[Text]
-.-.-

Nachdem ich im Februar 1981 mit meinem Doktorvater Max Delbrück (Nobelpreis 1969) verabredet hatte, seine Biographie zu schreiben – erschienen in den 1980er Jahren unter den Titeln “Licht und Leben” und “Das Atom der Biologen” -, da meinte er zum Abschluss, eigentlich könne ich sein Leben gar nicht beschreiben, denn ” you don´t know anything about my sex life”. Tatsächlich wollte ich nicht wissen, mit welchen Frauen Delbrück geschlafen hatte, obwohl im Laufe der Recherchen der Verdacht auftauchte, er sei in jungen Jahren eine Kerze gewesen, die an zwei Enden gebrannt habe.
Es geht mir hier nicht um Delbrück, sondern um zwei Bücher, die ich in diesen Tagen gelesen habe und von denen eines “Das Café der Existentialisten” heißt und beschreibt, und das andere einen “Tanz auf dem Pulverfass vorführt und das Leben “Gottfried Benn, die Frauen und die Macht” verbindet. In dem genannten Café geht es natürlich um die Philosophie der Existentialisten, und dazu gehörten Jean Paul Sartre und Simone de Beauvoir, und der Leser erfährt, wie sehr die beiden geraucht haben und auf Sex begierig waren. Bei Benn dasselbe – natürlich hat er als Arzt gearbeitet und Gedichte verfasst, aber in seinem Kopf muss es die meiste Zeit um Sex gegangen sein.

-.-.-

[Datenauszüge]
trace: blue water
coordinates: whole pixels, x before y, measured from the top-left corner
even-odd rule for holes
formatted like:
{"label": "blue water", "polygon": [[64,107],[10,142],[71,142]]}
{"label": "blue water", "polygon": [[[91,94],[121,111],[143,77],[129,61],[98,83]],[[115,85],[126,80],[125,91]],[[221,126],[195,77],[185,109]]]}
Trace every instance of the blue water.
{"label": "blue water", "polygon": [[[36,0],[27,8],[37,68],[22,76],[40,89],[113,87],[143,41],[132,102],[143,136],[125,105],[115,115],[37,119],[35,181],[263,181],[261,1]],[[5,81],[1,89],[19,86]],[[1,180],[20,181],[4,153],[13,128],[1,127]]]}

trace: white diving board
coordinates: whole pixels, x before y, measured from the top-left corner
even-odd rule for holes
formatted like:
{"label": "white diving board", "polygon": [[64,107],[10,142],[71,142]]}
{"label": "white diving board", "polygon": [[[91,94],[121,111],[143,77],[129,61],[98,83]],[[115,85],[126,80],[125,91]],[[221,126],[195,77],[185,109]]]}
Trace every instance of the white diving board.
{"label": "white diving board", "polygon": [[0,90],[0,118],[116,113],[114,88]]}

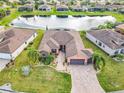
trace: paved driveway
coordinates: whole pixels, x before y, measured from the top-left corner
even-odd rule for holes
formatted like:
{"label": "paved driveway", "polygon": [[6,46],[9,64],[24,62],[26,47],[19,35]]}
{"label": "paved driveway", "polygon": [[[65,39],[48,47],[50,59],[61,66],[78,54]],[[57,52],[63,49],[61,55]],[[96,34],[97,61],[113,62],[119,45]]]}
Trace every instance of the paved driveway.
{"label": "paved driveway", "polygon": [[105,93],[92,65],[70,65],[69,70],[72,77],[71,93]]}
{"label": "paved driveway", "polygon": [[6,66],[6,64],[8,64],[9,62],[10,62],[10,60],[0,59],[0,71],[3,70]]}

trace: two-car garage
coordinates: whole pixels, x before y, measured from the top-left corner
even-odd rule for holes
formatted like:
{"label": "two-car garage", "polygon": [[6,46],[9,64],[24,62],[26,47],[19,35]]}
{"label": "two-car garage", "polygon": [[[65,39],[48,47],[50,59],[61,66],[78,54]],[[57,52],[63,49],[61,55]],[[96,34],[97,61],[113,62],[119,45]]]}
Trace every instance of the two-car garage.
{"label": "two-car garage", "polygon": [[71,59],[70,65],[83,65],[84,61],[84,59]]}

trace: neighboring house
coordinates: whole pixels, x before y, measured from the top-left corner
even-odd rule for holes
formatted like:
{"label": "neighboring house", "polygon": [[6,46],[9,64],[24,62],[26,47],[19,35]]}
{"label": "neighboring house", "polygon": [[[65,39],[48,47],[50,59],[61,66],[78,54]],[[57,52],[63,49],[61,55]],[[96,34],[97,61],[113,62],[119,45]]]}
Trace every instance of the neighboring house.
{"label": "neighboring house", "polygon": [[60,51],[65,53],[70,64],[87,64],[90,62],[92,52],[85,49],[79,32],[65,29],[51,29],[45,32],[39,46],[43,56],[53,53],[58,55]]}
{"label": "neighboring house", "polygon": [[83,11],[83,8],[81,6],[76,5],[76,6],[72,6],[71,10],[75,12],[81,12]]}
{"label": "neighboring house", "polygon": [[116,26],[116,31],[124,35],[124,24]]}
{"label": "neighboring house", "polygon": [[112,5],[106,5],[106,8],[109,11],[120,11],[122,8],[124,8],[124,5],[115,5],[115,4],[112,4]]}
{"label": "neighboring house", "polygon": [[86,37],[110,56],[124,54],[124,35],[112,30],[92,30]]}
{"label": "neighboring house", "polygon": [[23,12],[23,11],[33,11],[33,6],[31,5],[25,5],[25,6],[20,6],[18,8],[19,12]]}
{"label": "neighboring house", "polygon": [[121,14],[124,14],[124,8],[120,9],[118,12],[121,13]]}
{"label": "neighboring house", "polygon": [[0,59],[14,60],[37,33],[30,29],[12,28],[0,34]]}
{"label": "neighboring house", "polygon": [[102,4],[105,5],[107,2],[106,0],[89,0],[90,3]]}
{"label": "neighboring house", "polygon": [[41,5],[39,7],[40,11],[51,11],[51,7],[49,5]]}
{"label": "neighboring house", "polygon": [[66,6],[66,5],[57,5],[57,6],[56,6],[56,10],[57,10],[57,11],[68,11],[69,8],[68,8],[68,6]]}
{"label": "neighboring house", "polygon": [[108,9],[105,5],[98,4],[95,7],[90,7],[88,10],[94,12],[94,11],[107,11]]}
{"label": "neighboring house", "polygon": [[0,26],[0,33],[4,31],[4,26]]}

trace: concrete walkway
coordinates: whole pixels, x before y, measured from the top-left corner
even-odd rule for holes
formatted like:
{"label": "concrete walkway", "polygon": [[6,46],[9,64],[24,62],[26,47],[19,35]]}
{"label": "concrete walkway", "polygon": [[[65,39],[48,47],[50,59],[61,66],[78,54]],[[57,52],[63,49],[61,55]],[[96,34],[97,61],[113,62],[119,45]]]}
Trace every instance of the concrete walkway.
{"label": "concrete walkway", "polygon": [[101,88],[92,65],[70,65],[71,93],[105,93]]}
{"label": "concrete walkway", "polygon": [[65,62],[65,54],[63,52],[60,52],[57,59],[56,59],[56,62],[57,62],[57,67],[56,69],[58,71],[64,71],[66,70],[65,66],[63,65],[63,63]]}

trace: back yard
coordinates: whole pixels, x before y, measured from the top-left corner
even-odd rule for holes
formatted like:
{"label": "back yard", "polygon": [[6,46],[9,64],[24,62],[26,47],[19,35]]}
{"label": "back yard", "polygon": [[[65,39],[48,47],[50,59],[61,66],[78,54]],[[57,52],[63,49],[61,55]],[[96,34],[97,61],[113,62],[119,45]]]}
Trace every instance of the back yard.
{"label": "back yard", "polygon": [[[38,37],[30,47],[38,48],[43,31],[38,30]],[[0,85],[11,83],[16,91],[30,93],[70,93],[71,76],[60,73],[48,66],[38,66],[31,69],[29,76],[22,75],[22,66],[29,64],[27,50],[25,49],[15,60],[15,64],[0,72]],[[59,91],[59,92],[58,92]]]}

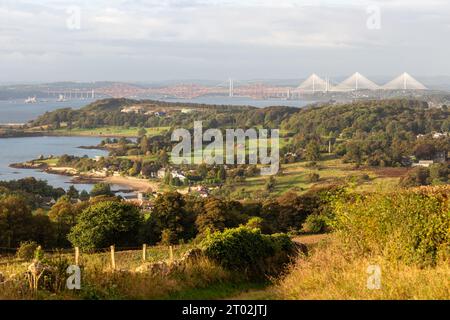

-.-.-

Führen Sie den Text über Delbrück, Benn und die Existentialisten im Anschluss an seinen letzten Satz fort. Die Zeilen spielen hierfür keine Rolle.

[Antwortbereich]
Die Existentialisten und der Expressionist – nur Sex im Kopf, wie der Leser gerne liest, um anschließend höchst frustriert zu sein. Offenbar gab es zwar Verlangen nach Sex, aber wenig Vergnügen an dem Schleimigen, Klebrigen und Schwitzen, das dazu gehört, wie zwischen den Zeilen immer zu erfahren ist. Und diese Hilflosigkeit der Buchautoren findet ihre Entsprechung in dem Dichter Benn selbst, der als wortgewaltig gilt, aber dann, wenn es um sein Sexualleben geht, nur so billige Vokabel wie irdisch und himmlisch zu Papier bringt, wie man sie aus Lore-Romanen kennt. Wie gesagt, man kann das Leben eines großen Mannes nicht ohne sein “Sexlife” schildern. Aber die genannten Bücher meinen, es reiche, das Wort “Sex” hinzuschreiben, und man wüsste was los ist. Wie im wirklichen Sexleben wird es spannend, wenn das Licht ausgeht.
Biographen sollten entweder das Thema Sex lassen oder dann Licht machen, wenn es spannend wird. Wie sah das denn auch bei Sartre? Hat er seine Zigarette im Mund behalten? Hat er sich zwischendurch Notizen gemacht? Hat er Lust empfunden? Hat das Einfluss auf sein Denken? Sartre wichtigste Überzeugung stellt die Freiheit des Menschen dar. Doch beim Sex zeigte er sich süchtig. Hier beginnt die Aufgabe des Biographen. Aber wahrscheinlich kannte er das Sexleben seines Helden nicht. Vielleicht ist es für die Literatur besser so. Ich würde das gerne wissen. Das Sexleben bleibt zu erkunden.